Segment Start: Provided records

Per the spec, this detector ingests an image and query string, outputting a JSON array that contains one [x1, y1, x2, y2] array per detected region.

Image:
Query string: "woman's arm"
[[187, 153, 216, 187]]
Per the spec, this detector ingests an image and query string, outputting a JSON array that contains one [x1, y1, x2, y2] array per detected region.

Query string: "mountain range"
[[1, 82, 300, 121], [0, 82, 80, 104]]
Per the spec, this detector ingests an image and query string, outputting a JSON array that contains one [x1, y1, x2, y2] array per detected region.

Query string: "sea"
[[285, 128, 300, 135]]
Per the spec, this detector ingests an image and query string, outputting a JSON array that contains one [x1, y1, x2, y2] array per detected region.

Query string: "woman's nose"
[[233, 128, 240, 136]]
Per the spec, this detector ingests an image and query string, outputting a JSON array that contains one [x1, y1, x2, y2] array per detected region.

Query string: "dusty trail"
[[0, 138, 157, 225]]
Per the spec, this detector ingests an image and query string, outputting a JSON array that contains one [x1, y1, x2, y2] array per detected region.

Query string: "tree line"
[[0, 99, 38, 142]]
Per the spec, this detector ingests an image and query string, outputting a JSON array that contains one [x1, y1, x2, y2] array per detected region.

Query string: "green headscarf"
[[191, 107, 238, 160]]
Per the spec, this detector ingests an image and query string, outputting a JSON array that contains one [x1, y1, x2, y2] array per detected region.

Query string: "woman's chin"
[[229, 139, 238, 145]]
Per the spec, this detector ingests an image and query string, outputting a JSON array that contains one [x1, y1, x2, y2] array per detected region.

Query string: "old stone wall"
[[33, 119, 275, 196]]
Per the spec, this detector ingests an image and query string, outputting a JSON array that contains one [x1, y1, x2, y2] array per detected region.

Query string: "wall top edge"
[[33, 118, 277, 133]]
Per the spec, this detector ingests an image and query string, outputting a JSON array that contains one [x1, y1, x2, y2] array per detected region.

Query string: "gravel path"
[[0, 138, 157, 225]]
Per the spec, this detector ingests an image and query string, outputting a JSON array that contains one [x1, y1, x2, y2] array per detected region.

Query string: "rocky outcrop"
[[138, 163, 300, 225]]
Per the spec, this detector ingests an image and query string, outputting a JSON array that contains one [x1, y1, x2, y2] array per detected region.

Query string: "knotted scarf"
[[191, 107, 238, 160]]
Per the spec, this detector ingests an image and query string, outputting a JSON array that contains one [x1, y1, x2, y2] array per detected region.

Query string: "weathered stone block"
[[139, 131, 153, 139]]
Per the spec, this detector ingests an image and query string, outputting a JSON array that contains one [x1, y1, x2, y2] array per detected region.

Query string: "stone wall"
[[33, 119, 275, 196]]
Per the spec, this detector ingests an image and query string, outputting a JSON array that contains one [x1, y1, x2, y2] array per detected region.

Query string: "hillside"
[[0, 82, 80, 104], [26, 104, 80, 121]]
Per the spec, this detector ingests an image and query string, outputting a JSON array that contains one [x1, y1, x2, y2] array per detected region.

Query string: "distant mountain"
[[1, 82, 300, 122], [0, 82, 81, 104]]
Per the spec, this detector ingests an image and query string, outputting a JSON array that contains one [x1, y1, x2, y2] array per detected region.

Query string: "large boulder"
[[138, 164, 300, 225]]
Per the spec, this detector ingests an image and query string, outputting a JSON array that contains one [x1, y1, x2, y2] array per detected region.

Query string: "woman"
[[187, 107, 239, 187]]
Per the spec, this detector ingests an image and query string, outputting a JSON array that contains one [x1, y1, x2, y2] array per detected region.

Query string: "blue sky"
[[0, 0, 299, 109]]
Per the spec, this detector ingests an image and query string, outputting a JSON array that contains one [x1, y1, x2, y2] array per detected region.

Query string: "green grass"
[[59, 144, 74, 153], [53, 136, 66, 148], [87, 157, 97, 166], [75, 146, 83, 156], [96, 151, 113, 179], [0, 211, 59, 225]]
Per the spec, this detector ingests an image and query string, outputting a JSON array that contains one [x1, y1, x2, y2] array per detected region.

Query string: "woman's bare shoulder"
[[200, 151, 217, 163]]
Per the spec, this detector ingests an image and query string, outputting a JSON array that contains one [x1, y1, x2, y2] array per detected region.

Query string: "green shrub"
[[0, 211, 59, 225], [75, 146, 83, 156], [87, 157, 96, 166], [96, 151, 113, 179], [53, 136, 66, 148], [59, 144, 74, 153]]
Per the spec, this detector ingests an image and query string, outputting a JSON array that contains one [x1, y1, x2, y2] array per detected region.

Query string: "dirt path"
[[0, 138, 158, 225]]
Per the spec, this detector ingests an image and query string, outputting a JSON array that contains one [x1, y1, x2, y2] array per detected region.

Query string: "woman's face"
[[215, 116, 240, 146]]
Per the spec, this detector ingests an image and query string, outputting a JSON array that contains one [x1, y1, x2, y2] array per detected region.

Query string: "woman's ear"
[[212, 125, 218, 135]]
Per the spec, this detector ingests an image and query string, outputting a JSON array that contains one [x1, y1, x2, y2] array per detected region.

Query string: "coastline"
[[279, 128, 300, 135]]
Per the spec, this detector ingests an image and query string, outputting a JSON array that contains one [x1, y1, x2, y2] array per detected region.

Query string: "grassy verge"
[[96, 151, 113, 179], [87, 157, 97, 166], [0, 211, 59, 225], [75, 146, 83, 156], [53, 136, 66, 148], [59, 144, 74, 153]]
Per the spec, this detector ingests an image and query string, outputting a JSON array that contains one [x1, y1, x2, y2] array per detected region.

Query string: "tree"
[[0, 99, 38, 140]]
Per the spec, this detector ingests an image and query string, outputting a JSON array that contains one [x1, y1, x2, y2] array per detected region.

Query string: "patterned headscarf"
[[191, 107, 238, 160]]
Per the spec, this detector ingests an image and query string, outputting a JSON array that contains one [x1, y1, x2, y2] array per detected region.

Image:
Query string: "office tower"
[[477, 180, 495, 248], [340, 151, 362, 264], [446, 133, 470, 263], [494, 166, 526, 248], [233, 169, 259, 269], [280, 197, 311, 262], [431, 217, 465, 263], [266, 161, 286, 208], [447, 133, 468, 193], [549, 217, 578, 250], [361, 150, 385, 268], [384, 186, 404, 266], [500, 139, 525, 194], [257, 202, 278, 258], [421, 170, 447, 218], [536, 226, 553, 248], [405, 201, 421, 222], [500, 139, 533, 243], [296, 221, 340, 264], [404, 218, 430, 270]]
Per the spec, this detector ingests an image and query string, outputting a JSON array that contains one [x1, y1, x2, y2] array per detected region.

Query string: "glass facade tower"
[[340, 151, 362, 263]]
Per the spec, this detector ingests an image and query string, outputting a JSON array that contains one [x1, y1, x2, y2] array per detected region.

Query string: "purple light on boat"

Segment End: Provided records

Goal of the exercise: Line by line, repeat the data exactly.

Task response:
Per the spec, this detector ingests an image and query string, outputting a JSON array that contains one [x1, y1, x2, y2] array per detected region.

Image:
Query string: "woman's arm"
[[187, 153, 216, 187]]
Per the spec, this detector ingests an image and query string, outputting a JSON array that contains one [x1, y1, x2, y2] array per detected region.

Query string: "mountain range"
[[1, 82, 300, 121], [0, 82, 80, 104]]
Per the spec, this detector ingests an image and query string, outputting a JSON array that contains one [x1, y1, x2, y2] array per detected region.

Query string: "sea"
[[285, 128, 300, 135]]
Per the spec, this detector ingests an image and query string, outputting a JSON array that contains one [x1, y1, x2, y2] array per detected region.

Query string: "woman's nose"
[[233, 128, 240, 136]]
Per the spec, this detector ingests an image and query string, outputting a JSON array that contains one [x1, y1, x2, y2] array per detected region.

Query string: "dusty trail"
[[0, 138, 157, 225]]
Per the spec, this detector ingests an image and query string, outputting a JSON array that contains one [x1, y1, x2, y2] array per detected region.

Query string: "tree line"
[[0, 99, 38, 142]]
Per the spec, this detector ingests an image and query string, outputting a JSON array that contains one [x1, y1, x2, y2] array per detected region.

Query string: "green headscarf"
[[191, 107, 238, 160]]
Per the spec, this detector ingests an image and query string, outputting a JSON array that contains one [x1, y1, x2, y2] array per detected region.

Query string: "woman's chin"
[[229, 139, 238, 145]]
Per the spec, this detector ingests an image and query string, outputting a JSON array that contains one [x1, y1, x2, y2] array per detected region.

Query string: "old stone wall"
[[33, 119, 275, 196]]
Per the spec, this detector ingests an image and query string, outputting a JSON array that contains one [x1, y1, x2, y2] array per detected region.

Query string: "wall top edge"
[[33, 118, 277, 133]]
Per the spec, this detector ingests an image and query string, outputting a JSON array that contains one [x1, y1, x2, y2] array per detected region.

Query string: "gravel path"
[[0, 138, 157, 225]]
Per the spec, this detector ingests an image and query string, outputting a JSON array that contains one [x1, y1, x2, y2] array per detected region.

Query string: "rocky outcrop"
[[138, 163, 300, 225]]
Per the spec, this detector ingests an image and query string, outputting a JSON array that contains one [x1, y1, x2, y2] array per detected region.

Query string: "knotted scarf"
[[191, 107, 238, 160]]
Per the spec, this detector ingests an image and query string, outputting a JSON array that contains one [x1, y1, x2, y2] array per detected region.

Query string: "weathered stone block"
[[139, 131, 153, 139]]
Per the spec, this detector ingests an image and query string, outputting a JSON array that contains one [x1, y1, x2, y2] array per detected region.

Query string: "stone wall"
[[33, 119, 275, 196]]
Per the spec, this detector ingests an image and query string, outputting a JSON array that contains one [x1, y1, x2, y2] array per detected region.

Query string: "hillside"
[[0, 82, 80, 104], [26, 104, 80, 121]]
Per the spec, this detector ingests an image and query string, outputting a JSON array that contains one [x1, y1, x2, y2] array per detected region.

Query string: "distant mountain"
[[1, 82, 300, 122], [0, 82, 81, 104]]
Per the spec, this detector ingests an image and query string, outputting a JSON array that contains one [x1, y1, x2, y2] array per detected region.

Query string: "large boulder"
[[138, 164, 300, 225]]
Per the spec, this detector ingests an image and query string, outputting a JSON array that contains one [x1, y1, x2, y2] array per detected region.

Query string: "woman"
[[187, 107, 239, 187]]
Per the spec, this detector ingests an image and query string, outputting a JSON array that contains one [x1, y1, x2, y2] array per detected region.

Query string: "blue sky"
[[0, 0, 299, 109]]
Per the spec, this detector ingests an image and query string, outputting a JSON array that contains one [x1, y1, x2, y2] array per detected region.

Query string: "green grass"
[[59, 144, 74, 153], [53, 136, 66, 148], [87, 157, 97, 166], [75, 146, 83, 156], [96, 151, 113, 179], [0, 211, 59, 225]]
Per the spec, this detector ingests an image and query string, outputting a JSON array that contains one [x1, y1, x2, y2] array per detected region.

Query string: "woman's bare shoulder"
[[200, 151, 217, 163]]
Per the spec, this detector ingests an image and query string, outputting a JSON array that contains one [x1, y1, x2, y2] array per detected region.

Query string: "green shrub"
[[0, 211, 59, 225], [75, 146, 83, 156], [87, 157, 96, 166], [96, 151, 113, 179], [53, 136, 66, 148], [59, 144, 74, 153]]
Per the spec, this detector ingests an image and query string, outputting a JSON array that contains one [x1, y1, x2, y2] array per detected region.

Query string: "dirt path"
[[0, 138, 158, 225]]
Per the spec, this detector ingests an image and query string, outputting a JSON array that contains one [x1, y1, x2, y2] array per detected region.

Query string: "woman's face"
[[215, 116, 240, 146]]
Per the spec, this detector ingests an image and query string, outputting a JSON array that contains one [x1, y1, x2, y2] array per detected region.

Query string: "woman's ear"
[[212, 125, 218, 135]]
Per the spec, this detector ingests an image and query string, outputting a JSON array that contains one [x1, y1, x2, y2] array per detected region.

Query string: "coastline"
[[279, 128, 300, 135]]
Per the spec, this detector ingests an image and query string, outputting a JSON array that contains one [x1, y1, x2, y2] array per detected region.

Query string: "grassy verge"
[[96, 151, 113, 179], [87, 157, 97, 166], [0, 211, 59, 225], [75, 146, 83, 156], [53, 136, 66, 148], [59, 144, 74, 153]]
Per the spec, this detector ingests an image and query string, outputting a JSON array that contains one [x1, y1, x2, y2] array per detected region.

Query string: "tree"
[[0, 99, 38, 140]]
Per the spec, this detector ingests an image and query string, outputting a JSON array that contains one [x1, y1, x2, y2] array per detected region.

Query string: "patterned headscarf"
[[191, 107, 238, 160]]
Per the spec, this detector ingests an image and query string, outputting a JSON array that contains one [x1, y1, x2, y2] array per detected region.

Image:
Query string: "office tower"
[[477, 180, 495, 248], [340, 151, 362, 264], [446, 133, 470, 263], [494, 166, 526, 248], [233, 169, 259, 269], [280, 197, 311, 262], [431, 217, 465, 263], [266, 161, 286, 208], [447, 133, 468, 193], [549, 217, 578, 250], [361, 150, 385, 268], [384, 186, 404, 266], [500, 139, 525, 194], [257, 202, 278, 258], [421, 170, 447, 218], [536, 226, 553, 248], [405, 201, 421, 222], [500, 139, 533, 243], [296, 221, 340, 264], [404, 218, 430, 270]]
Per the spec, this detector ingests an image and query string, outputting a JSON array that contains one [x1, y1, x2, y2] array per detected region.

Query string: "glass facade tower"
[[340, 151, 362, 263]]
Per the spec, this detector ingests an image and query string, outputting a JSON array that contains one [x1, y1, x2, y2] array per detected region.

Query string: "purple light on boat"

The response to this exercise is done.